**Work to be completed**
Answer these questions from the text on treating CZA-resistant KPC-producing Klebsiella pneumoniae:
(a) What adverse effect of colistin does the text say remains concerning?
(b) In the authors' case, how did the meropenem MIC change after vaborbactam was added?
(c) What did whole-genome sequencing find in the recurrent isolate that was absent at baseline?

Treatment of CZA-resistant KPC-producing Klebsiella pneumoniae is challenging for clinicians. During recent decades, colistin has resurged, assuming its role as salvage therapy for otherwise untreatable multidrug-resistant gram-negative bacilli. However, nephrotoxicity remains a concerning adverse effect of this old drug. Among critically ill patients with bloodstream infections caused by CRE, colistin-containing regimens were associated with high risk of 30-day mortality or nephrotoxicity [3, 4, 8]. Interestingly, KPC-31-producing Klebsiella pneumoniae isolates have a restoration of carbapenem susceptibility, suggesting the potential therapeutic usefulness of these drugs [12, 19]. The use of carbapenem monotherapy in patients with KPC-Kp with restored susceptibility to meropenem remains debated. As previously reported in the CZA-resistant KPC-3 variant, sublethal meropenem concentrations may select in vitro meropenem-resistant variants [20]. Double carbapenem therapy demonstrated activity against colistin-resistant KPC-producing K. pneumoniae [21], but it has not been evaluated in patients with infections due to CZA-resistant KPC variants. Clinical data addressing this question are lacking, and further studies are warranted to clarify this clinical unmet need.

Other new beta-lactam/beta-lactamase inhibitors such as I-R and MVB may represent an alternative option in patients with CZA-resistant KPC-producing K. pneumoniae. In our case, the CZA-resistant strain was fully susceptible to MVB, and we observed a significant reduction of meropenem MIC (from 2 to 0.125 mg/L) after the addition of vaborbactam. This seems to suggest an enhanced activity of vaborbactam against KPC-31. Data about MVB are limited. MVB therapy has been evaluated in 16 critically ill patients with KPC- Klebsiella pneumoniae infections [22]. One of the isolates produced KPC-31, and this strain was resistant to CZA. Notably, MVB therapy of KPC-31 Klebsiella pneumoniae infection was associated with recurrent infection by an MVB-nonsusceptible strain (the initial MVB MIC was 0.12 μg/mL, while the MIC of the subsequent recurrent isolate was 8 μg/mL). Whole-genome sequencing analysis identified an IS5 insertion in the ompK36 promoter of the recurrent isolate that was not present at baseline and that might explain the increase in the MIC values to MVB. The blaKPC on an IncFIA pBK30683-like plasmid that encoded KPC-31 was unchanged, suggesting that the MVB nonsusceptibility was independent from production of mutant KPC-31 carbapenemase [22]. All these observations support the choice to treat our patient with MVB.

**Data records**

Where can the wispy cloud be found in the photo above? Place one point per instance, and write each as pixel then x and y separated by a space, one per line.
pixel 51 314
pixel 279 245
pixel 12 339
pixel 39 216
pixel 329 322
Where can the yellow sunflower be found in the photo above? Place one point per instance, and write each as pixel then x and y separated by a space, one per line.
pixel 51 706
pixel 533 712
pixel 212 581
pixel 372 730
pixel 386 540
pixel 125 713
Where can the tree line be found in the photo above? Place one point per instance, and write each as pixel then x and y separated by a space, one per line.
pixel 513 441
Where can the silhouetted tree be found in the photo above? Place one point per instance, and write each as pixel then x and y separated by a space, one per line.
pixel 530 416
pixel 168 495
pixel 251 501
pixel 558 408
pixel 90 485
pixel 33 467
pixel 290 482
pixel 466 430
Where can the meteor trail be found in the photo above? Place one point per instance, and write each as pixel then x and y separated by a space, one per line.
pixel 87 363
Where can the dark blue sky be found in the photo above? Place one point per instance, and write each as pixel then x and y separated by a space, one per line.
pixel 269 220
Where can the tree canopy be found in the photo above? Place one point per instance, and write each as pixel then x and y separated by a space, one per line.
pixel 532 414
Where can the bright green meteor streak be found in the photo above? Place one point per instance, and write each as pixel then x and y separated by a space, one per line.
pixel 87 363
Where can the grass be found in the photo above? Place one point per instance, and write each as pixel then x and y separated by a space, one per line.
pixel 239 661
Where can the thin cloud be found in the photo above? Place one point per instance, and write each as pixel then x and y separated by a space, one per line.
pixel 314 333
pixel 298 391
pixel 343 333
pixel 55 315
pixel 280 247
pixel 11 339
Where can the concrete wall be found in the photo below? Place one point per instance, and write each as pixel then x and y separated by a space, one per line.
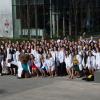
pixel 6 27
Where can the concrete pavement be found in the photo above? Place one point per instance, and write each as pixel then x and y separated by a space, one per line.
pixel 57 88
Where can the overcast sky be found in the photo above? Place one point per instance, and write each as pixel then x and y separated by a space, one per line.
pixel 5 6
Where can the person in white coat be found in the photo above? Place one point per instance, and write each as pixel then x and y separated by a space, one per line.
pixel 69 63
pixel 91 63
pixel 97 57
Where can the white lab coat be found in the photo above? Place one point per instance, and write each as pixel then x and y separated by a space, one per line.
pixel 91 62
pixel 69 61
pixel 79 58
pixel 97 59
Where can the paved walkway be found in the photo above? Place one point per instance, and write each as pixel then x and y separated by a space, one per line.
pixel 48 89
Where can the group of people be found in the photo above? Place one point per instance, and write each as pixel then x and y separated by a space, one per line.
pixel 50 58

---

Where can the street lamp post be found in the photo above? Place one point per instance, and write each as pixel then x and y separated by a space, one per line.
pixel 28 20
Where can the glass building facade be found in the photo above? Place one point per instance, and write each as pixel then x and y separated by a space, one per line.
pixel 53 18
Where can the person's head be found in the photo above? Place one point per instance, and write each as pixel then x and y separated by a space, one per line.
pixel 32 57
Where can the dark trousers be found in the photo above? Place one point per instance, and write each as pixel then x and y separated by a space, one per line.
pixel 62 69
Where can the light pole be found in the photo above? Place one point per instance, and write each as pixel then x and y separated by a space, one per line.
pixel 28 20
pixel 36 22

...

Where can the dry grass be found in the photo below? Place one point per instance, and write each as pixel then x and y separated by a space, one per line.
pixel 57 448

**Problem solution**
(a) Nephrotoxicity.
(b) It fell from 2 to 0.125 mg/L.
(c) An IS5 insertion in the ompK36 promoter.